▶ [THE TASK]: Where a picture appears, leave it out, and print the rest of the records as they are.

▶ [DATA LISTING]:
══════════════════════════════
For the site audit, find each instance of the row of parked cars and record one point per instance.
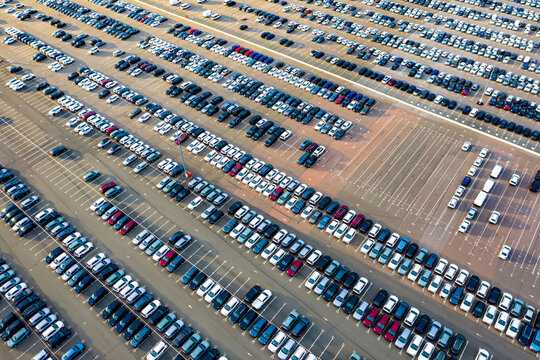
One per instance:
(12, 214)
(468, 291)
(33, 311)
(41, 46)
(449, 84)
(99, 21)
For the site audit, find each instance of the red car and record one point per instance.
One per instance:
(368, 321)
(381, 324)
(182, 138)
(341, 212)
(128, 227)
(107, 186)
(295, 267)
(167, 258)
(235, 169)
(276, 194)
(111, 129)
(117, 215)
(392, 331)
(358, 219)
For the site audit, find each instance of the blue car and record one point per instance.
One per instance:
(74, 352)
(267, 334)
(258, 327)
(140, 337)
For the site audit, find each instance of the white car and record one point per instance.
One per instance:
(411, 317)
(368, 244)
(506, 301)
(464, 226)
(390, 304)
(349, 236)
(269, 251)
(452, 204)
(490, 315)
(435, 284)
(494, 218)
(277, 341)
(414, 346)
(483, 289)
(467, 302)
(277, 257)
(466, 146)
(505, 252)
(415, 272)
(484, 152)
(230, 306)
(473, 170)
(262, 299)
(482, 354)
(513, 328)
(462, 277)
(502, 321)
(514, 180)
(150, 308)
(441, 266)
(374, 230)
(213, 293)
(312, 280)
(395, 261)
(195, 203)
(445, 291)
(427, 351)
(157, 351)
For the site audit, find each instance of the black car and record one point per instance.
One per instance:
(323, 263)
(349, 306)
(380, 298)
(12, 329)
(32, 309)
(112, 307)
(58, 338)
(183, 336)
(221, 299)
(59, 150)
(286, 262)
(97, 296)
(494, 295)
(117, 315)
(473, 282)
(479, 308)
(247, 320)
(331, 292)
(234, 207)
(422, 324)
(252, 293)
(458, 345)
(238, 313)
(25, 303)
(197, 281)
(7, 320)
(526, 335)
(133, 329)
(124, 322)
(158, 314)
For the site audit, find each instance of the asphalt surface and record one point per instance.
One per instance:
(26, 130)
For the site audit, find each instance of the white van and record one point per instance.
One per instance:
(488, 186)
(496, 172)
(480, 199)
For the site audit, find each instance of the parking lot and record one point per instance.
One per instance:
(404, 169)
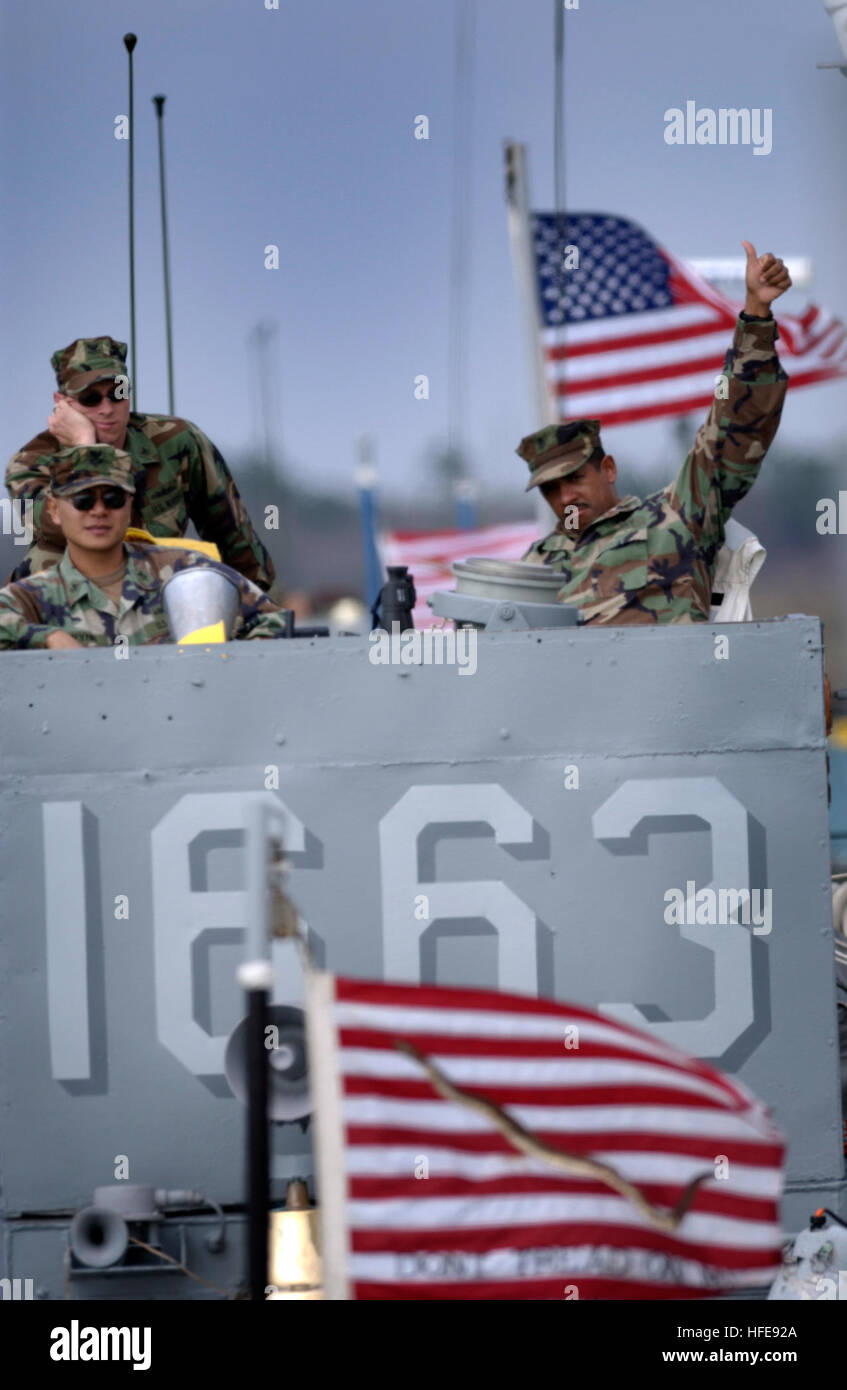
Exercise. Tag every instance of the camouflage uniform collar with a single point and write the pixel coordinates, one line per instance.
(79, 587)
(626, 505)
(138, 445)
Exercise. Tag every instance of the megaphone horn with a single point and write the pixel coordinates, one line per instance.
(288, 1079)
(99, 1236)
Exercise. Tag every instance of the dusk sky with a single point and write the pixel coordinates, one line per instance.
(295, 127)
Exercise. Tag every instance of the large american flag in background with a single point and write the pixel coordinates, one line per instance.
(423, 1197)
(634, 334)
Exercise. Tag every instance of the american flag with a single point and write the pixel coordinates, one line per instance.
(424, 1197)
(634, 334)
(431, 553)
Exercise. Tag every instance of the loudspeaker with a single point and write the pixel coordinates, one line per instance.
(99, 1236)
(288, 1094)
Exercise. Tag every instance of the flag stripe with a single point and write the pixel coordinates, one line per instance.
══════════════════════════════
▶ [RESULT]:
For the site audit, find each instance of the row of parked cars and record one point per instance.
One per instance:
(12, 214)
(468, 291)
(33, 311)
(41, 46)
(449, 84)
(99, 21)
For the site audit, find each instance of the red car and record one point per instance.
One per instance:
(368, 321)
(381, 324)
(182, 138)
(341, 212)
(128, 227)
(107, 186)
(295, 267)
(167, 258)
(235, 169)
(276, 194)
(111, 129)
(117, 215)
(392, 331)
(358, 219)
For the site audit, find each instance of the blue car and record one point per instance.
One per instance:
(74, 352)
(267, 334)
(258, 327)
(140, 337)
For the site audit, find each instance of the white car and record one point per instance.
One per instance:
(411, 317)
(368, 244)
(506, 301)
(464, 226)
(390, 304)
(349, 236)
(269, 251)
(452, 204)
(490, 315)
(435, 284)
(494, 218)
(277, 341)
(414, 346)
(483, 289)
(467, 302)
(277, 257)
(466, 146)
(505, 252)
(415, 272)
(484, 152)
(230, 306)
(473, 170)
(262, 299)
(482, 354)
(513, 328)
(462, 277)
(502, 321)
(514, 180)
(150, 308)
(441, 266)
(374, 230)
(213, 293)
(312, 280)
(395, 261)
(195, 203)
(445, 291)
(427, 351)
(157, 351)
For the site audit, find each instance of the black car and record one point per instance.
One per instance:
(323, 263)
(349, 306)
(380, 298)
(12, 329)
(32, 309)
(112, 307)
(58, 338)
(183, 336)
(221, 299)
(59, 150)
(286, 262)
(97, 296)
(494, 295)
(117, 315)
(473, 282)
(479, 308)
(247, 320)
(331, 292)
(234, 207)
(422, 324)
(252, 293)
(458, 345)
(238, 313)
(25, 303)
(197, 281)
(7, 320)
(526, 335)
(133, 329)
(124, 322)
(158, 314)
For the site audit, find each instance of the asphalt surface and record one point per instance.
One per instance:
(26, 130)
For the site audit, find each instance of the white van and record one point per instance.
One per instance:
(488, 186)
(496, 172)
(480, 199)
For the site audit, find each instance of the parking lot and record one point per instance.
One per instance:
(404, 169)
Exercise. Tag every instance of the camouflage uniform collar with a single point and write the pixel coordinates, one line per instance.
(79, 587)
(626, 505)
(138, 445)
Exercise. Tag every instance of the megaphone horn with a single point and write the pixel coordinates, one line per instance.
(288, 1079)
(99, 1236)
Exercise. Tag every instance of the dusk sky with a single point and write the pixel coordinates, one line per instance.
(295, 127)
Exercise. Tag every instance of the large american flag in background with a single point and write the pixel coordinates, one line per instance.
(423, 1197)
(634, 334)
Exercise. Tag every instance of the american flag with a single point and write the pixel coordinates, one line per instance.
(424, 1197)
(634, 334)
(431, 553)
Exercise. Tag every instance of the loudspeaker with a single point and write the pixel coordinates, one line per instance.
(99, 1236)
(288, 1094)
Exercise. Tag every instance of the flag stripe with a single point and write the pixel coordinates, one line per instance.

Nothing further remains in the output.